Copy the part that opens with the line containing "Find the tree trunk" and closes with the line containing "[(172, 165)]", switching "marker" to "pin" and leaving everything else unchanged.

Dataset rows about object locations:
########################################

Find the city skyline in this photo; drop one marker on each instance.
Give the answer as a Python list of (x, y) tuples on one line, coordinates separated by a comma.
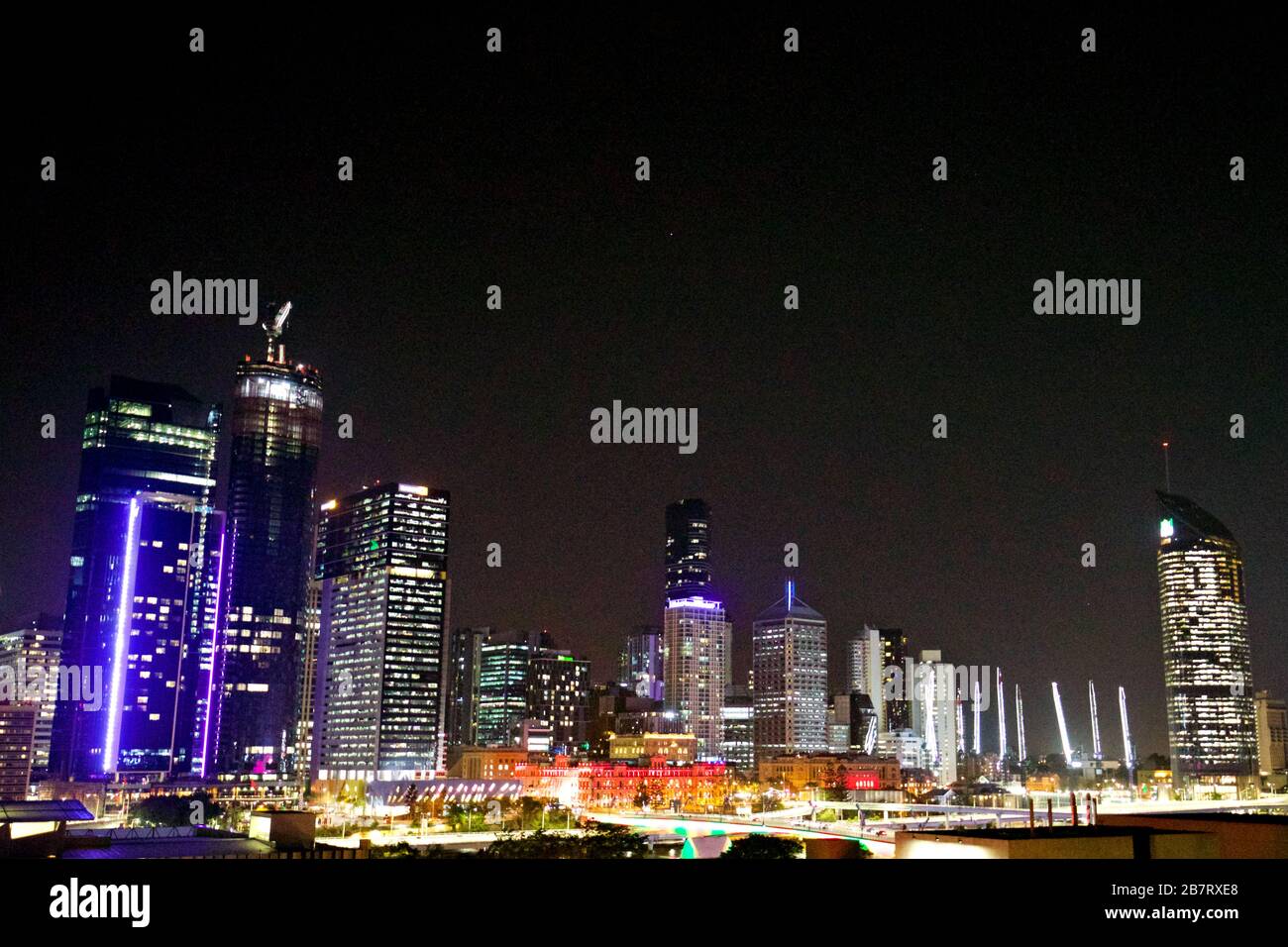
[(915, 299)]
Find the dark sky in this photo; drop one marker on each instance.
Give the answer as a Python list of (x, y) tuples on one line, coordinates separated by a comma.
[(768, 169)]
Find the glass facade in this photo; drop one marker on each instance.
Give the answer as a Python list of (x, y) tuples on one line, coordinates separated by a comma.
[(688, 549), (147, 471), (275, 428), (789, 664), (642, 663), (465, 655), (33, 654), (384, 602), (1207, 661), (696, 647)]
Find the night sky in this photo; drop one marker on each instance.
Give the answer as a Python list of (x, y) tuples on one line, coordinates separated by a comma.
[(814, 427)]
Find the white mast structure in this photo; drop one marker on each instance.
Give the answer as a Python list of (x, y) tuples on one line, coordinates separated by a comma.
[(1001, 718), (1095, 723), (1122, 711), (1019, 723), (1064, 731)]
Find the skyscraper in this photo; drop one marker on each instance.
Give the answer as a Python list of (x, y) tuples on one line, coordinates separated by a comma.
[(559, 696), (696, 643), (688, 549), (1207, 661), (875, 665), (505, 661), (739, 728), (17, 748), (147, 474), (384, 607), (642, 661), (934, 711), (696, 637), (464, 660), (33, 652), (275, 431), (789, 660)]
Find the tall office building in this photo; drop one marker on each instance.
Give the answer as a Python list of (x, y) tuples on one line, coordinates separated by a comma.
[(275, 429), (505, 661), (696, 659), (688, 549), (559, 696), (17, 748), (642, 663), (875, 665), (464, 660), (159, 684), (1271, 740), (384, 604), (697, 638), (147, 472), (31, 652), (1207, 661), (857, 712), (789, 659)]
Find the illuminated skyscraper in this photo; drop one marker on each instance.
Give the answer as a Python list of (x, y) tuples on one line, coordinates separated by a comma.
[(696, 642), (789, 663), (384, 602), (642, 663), (559, 696), (688, 549), (505, 663), (275, 431), (934, 714), (1207, 663), (696, 637), (140, 617)]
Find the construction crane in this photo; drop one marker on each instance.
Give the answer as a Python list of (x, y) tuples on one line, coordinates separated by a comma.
[(274, 328)]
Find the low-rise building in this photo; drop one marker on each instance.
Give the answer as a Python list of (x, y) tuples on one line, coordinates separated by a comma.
[(831, 771), (644, 748)]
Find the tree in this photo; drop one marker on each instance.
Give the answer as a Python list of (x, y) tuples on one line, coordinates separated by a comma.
[(599, 840), (764, 847)]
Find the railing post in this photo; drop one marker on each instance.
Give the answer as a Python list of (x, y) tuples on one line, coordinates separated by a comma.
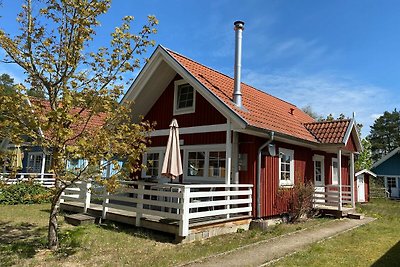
[(62, 200), (139, 206), (87, 190), (184, 222), (106, 200), (228, 207), (340, 202), (250, 196), (353, 200)]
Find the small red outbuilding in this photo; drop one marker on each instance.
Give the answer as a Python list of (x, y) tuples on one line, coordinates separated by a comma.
[(361, 182)]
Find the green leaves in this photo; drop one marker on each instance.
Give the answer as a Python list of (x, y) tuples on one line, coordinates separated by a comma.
[(385, 134)]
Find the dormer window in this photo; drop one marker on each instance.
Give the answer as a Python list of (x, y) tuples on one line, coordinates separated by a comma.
[(184, 98)]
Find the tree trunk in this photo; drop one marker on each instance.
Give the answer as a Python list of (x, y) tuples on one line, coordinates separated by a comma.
[(53, 242)]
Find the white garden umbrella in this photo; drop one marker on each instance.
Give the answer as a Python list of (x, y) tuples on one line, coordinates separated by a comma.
[(172, 165)]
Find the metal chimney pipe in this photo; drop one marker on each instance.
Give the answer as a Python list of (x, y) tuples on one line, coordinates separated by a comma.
[(237, 94)]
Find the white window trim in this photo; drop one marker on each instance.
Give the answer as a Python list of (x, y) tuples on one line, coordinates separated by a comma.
[(183, 110), (339, 169), (34, 153), (160, 152), (207, 149), (322, 160), (287, 183)]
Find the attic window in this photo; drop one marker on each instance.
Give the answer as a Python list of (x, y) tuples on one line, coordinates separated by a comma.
[(184, 98)]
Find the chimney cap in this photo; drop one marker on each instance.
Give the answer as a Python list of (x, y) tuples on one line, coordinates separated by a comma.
[(239, 25)]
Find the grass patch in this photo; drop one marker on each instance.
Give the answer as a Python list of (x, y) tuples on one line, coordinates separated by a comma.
[(111, 244), (374, 244)]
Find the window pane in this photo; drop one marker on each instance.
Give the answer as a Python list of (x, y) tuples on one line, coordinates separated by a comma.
[(47, 163), (185, 96), (391, 182), (318, 171), (217, 164), (196, 163), (152, 164)]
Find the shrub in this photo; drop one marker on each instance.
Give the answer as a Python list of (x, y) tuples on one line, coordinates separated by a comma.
[(296, 202), (24, 193)]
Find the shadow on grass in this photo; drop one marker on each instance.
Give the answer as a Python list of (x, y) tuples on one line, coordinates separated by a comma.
[(391, 257), (19, 241), (25, 240), (139, 232)]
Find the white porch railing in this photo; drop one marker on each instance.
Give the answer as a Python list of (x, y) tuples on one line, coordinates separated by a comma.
[(44, 179), (180, 202), (331, 196), (79, 192)]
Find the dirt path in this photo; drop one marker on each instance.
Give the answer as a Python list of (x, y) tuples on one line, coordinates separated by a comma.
[(261, 253)]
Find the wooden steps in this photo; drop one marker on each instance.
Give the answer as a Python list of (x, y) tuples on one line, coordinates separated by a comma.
[(80, 219), (356, 216)]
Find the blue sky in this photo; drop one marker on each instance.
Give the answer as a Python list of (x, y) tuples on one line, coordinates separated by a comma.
[(336, 56)]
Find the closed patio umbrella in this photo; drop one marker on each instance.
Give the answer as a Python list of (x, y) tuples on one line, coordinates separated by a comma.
[(172, 165), (16, 158)]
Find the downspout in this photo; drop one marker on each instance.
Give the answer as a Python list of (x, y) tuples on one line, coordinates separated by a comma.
[(258, 182)]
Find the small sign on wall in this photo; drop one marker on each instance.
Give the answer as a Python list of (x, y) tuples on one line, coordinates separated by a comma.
[(242, 162)]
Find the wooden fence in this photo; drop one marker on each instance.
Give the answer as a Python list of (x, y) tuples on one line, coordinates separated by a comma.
[(180, 202), (331, 196), (44, 179)]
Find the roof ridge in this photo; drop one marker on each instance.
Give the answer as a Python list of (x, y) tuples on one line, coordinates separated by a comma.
[(170, 50), (318, 122)]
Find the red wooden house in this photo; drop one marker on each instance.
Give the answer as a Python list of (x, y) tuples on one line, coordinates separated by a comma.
[(233, 133)]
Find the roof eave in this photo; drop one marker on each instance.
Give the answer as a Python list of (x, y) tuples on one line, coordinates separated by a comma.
[(386, 157)]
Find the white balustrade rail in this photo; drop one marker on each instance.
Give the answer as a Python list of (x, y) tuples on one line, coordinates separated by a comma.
[(79, 192), (44, 179), (180, 202), (331, 196)]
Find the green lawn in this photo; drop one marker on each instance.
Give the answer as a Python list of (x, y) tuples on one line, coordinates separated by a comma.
[(23, 239), (375, 244)]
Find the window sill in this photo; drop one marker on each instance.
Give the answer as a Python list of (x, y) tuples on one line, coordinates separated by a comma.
[(286, 185)]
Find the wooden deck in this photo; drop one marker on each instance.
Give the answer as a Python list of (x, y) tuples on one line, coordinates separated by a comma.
[(197, 226), (334, 211)]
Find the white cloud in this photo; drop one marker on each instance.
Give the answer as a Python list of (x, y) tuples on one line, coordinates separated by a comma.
[(327, 94)]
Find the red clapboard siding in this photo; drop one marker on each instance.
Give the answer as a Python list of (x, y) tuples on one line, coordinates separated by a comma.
[(162, 111), (249, 145), (192, 139), (351, 145)]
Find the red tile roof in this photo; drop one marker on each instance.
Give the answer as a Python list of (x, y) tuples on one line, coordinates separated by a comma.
[(260, 110), (329, 132)]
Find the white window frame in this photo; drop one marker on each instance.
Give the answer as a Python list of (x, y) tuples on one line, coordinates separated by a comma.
[(187, 110), (289, 152), (160, 152), (35, 154), (207, 149), (336, 181), (321, 159), (395, 181)]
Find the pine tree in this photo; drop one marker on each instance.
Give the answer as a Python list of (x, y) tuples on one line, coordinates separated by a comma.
[(385, 134)]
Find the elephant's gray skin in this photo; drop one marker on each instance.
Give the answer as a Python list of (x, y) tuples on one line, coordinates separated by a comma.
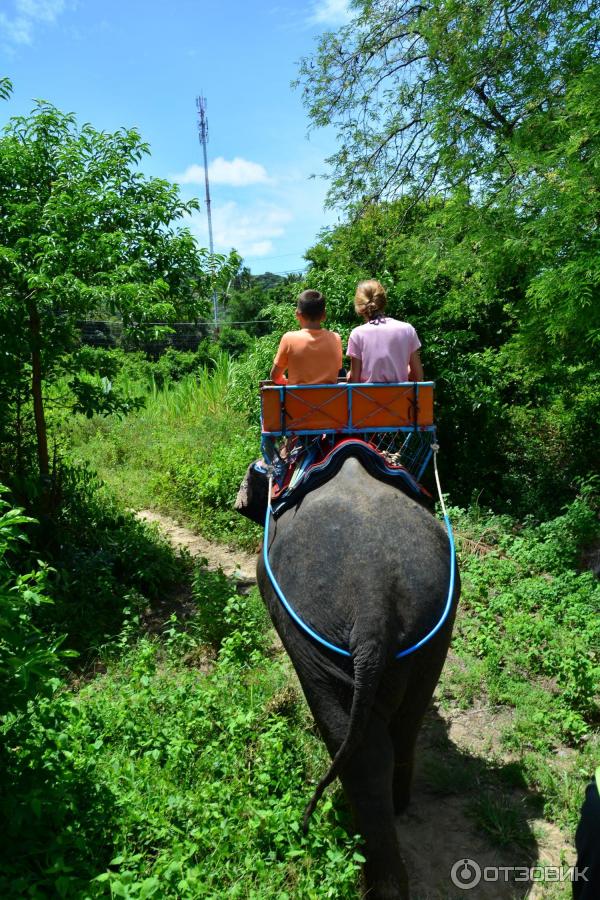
[(368, 568)]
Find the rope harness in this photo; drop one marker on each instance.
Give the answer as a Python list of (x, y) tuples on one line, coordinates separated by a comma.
[(319, 637)]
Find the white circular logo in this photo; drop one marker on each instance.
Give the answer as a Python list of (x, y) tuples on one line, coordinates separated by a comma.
[(465, 874)]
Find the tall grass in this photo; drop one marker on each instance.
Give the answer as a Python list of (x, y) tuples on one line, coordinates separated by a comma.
[(185, 451)]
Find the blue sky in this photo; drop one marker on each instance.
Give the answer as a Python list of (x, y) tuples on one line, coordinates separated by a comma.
[(142, 62)]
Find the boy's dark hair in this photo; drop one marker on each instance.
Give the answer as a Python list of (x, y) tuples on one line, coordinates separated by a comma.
[(311, 305)]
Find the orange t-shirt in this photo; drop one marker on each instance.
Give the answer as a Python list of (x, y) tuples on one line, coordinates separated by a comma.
[(311, 356)]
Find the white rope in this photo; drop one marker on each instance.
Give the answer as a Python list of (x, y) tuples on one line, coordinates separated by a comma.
[(435, 447)]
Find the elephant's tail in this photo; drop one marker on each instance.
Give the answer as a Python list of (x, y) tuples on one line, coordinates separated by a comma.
[(368, 667)]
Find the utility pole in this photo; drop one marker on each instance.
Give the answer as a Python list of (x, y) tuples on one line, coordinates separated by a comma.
[(203, 136)]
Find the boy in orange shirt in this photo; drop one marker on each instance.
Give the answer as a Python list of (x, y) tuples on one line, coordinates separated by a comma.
[(312, 355)]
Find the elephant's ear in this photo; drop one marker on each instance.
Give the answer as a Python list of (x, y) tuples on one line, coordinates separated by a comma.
[(252, 497)]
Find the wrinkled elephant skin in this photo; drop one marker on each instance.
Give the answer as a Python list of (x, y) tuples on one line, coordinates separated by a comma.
[(368, 568)]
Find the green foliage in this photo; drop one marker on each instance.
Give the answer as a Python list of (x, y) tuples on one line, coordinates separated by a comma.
[(425, 97), (532, 621), (104, 564), (82, 230), (156, 780), (30, 660)]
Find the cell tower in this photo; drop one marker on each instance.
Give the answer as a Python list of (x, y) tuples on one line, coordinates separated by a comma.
[(203, 135)]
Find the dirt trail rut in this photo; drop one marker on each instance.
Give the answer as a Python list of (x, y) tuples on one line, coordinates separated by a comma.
[(235, 563), (438, 830)]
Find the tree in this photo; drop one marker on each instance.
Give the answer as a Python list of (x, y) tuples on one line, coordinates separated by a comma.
[(81, 229), (429, 94)]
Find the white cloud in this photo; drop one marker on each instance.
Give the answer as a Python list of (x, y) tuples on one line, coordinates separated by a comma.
[(250, 230), (18, 27), (330, 12), (237, 172)]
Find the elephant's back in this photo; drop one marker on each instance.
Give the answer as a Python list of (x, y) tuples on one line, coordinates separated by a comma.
[(358, 550)]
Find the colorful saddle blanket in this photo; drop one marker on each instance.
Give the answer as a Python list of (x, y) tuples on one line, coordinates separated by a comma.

########################################

[FINISHED ANSWER]
Find the tree trunk in this photo; drop one pin on each instance.
Give the answer as a Python list of (x, y) tuples on one line, coordinates separated by a comma.
[(53, 242)]
Find the white garden umbrella in this photo; drop one pin on each instance.
Give the answer as a Python list of (x, y) tuples on one line, coordinates separated by a comma.
[(172, 165)]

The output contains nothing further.